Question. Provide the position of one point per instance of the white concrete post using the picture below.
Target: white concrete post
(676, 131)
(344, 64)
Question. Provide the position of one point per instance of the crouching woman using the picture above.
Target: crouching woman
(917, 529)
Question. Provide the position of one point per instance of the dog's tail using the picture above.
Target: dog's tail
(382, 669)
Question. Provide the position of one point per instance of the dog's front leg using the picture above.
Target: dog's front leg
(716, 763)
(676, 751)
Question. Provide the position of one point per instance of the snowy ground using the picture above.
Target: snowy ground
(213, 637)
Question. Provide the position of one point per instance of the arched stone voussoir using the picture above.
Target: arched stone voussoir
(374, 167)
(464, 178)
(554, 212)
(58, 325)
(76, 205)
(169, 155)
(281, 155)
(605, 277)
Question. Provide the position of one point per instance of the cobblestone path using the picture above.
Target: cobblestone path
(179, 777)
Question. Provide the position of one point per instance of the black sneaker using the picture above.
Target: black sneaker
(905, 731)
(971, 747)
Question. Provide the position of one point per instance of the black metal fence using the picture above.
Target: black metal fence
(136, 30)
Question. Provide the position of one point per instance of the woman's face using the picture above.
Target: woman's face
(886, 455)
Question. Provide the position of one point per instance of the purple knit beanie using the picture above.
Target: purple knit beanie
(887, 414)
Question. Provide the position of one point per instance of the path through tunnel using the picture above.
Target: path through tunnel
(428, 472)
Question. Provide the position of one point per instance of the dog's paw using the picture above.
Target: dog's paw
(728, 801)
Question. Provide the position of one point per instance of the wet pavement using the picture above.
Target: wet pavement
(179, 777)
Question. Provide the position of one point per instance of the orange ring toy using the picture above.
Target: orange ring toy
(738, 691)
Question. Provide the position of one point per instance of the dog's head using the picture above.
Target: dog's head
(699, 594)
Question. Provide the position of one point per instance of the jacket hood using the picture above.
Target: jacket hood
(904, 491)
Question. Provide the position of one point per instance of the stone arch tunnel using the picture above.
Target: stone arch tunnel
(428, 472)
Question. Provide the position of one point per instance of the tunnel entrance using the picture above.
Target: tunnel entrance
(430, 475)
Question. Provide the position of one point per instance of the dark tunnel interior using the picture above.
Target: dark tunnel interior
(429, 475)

-- To do --
Reproduce all the records precisely.

-- Reply to the task --
Question. Provide the position of one point per instance of the white concrete post using the picture below.
Target: white concrete post
(676, 131)
(344, 64)
Question. Provide the position of one point per instance of the crouching woman using the picture above.
Target: crouching woman
(917, 529)
Question. Provide the position of one point per instance of the dog's tail using the picture above.
Target: dog's tail
(382, 669)
Question. Provide the position of one point per instance of the dog's front leg using the picture above.
Target: dog's front leg
(716, 763)
(676, 751)
Question. Provide the position of one point per instance of the snowy ground using the picture above.
Target: snowy ground
(213, 637)
Question. Provide the position of one point per instance of the arched stone voussoir using the picture above.
Target: arched stone voussoir
(374, 167)
(464, 178)
(554, 212)
(58, 325)
(76, 205)
(169, 155)
(281, 155)
(605, 277)
Question. Provide the position of one point per instance of the cobblestone path using the picture above.
Target: cobblestone path
(179, 777)
Question. Provide the position of one point per instance of the black sneaker using the picture above.
Target: black sneaker
(905, 731)
(971, 747)
Question. Provide the position of one point per instance of the black metal fence using the picture above.
Target: black metal fence
(136, 30)
Question. Provide the position of one point per instance of the woman's face using the picture above.
Target: woman's face
(886, 455)
Question. Provide the position of one point per instance of the purple knit beanie using the picture above.
Target: purple knit beanie
(887, 414)
Question. Provide the position of one point per instance of the path through tunnel using the picture above.
Target: path through tunnel
(428, 472)
Question. Provide the position of one point per instance of the dog's paw using the picture above.
Target: dog's paw
(728, 801)
Question. Provide the position of one point per instance of the wet pavement using the picture above.
Target: wet pavement
(179, 777)
Question. Provide the position of one point per instance of the orange ring toy using the picture above.
Target: orange ring toy
(738, 691)
Question. Provide the position of one point per instance of the dog's head using the picture above.
Target: dog's head
(699, 594)
Question. Provide the position of one point per instance of the jacket hood using the picture above.
Target: jacket hood
(904, 491)
Question. Provide the position of one point per instance of the stone arch tunnel using the picture above.
Target: stone arch tunnel
(428, 472)
Question. Provide the position of one point per instance of the tunnel entrance using the picture above.
Target: tunnel entrance
(430, 475)
Question. Provide the position of one point per instance of the dark tunnel interior using the picture above.
Target: dark tunnel interior
(429, 475)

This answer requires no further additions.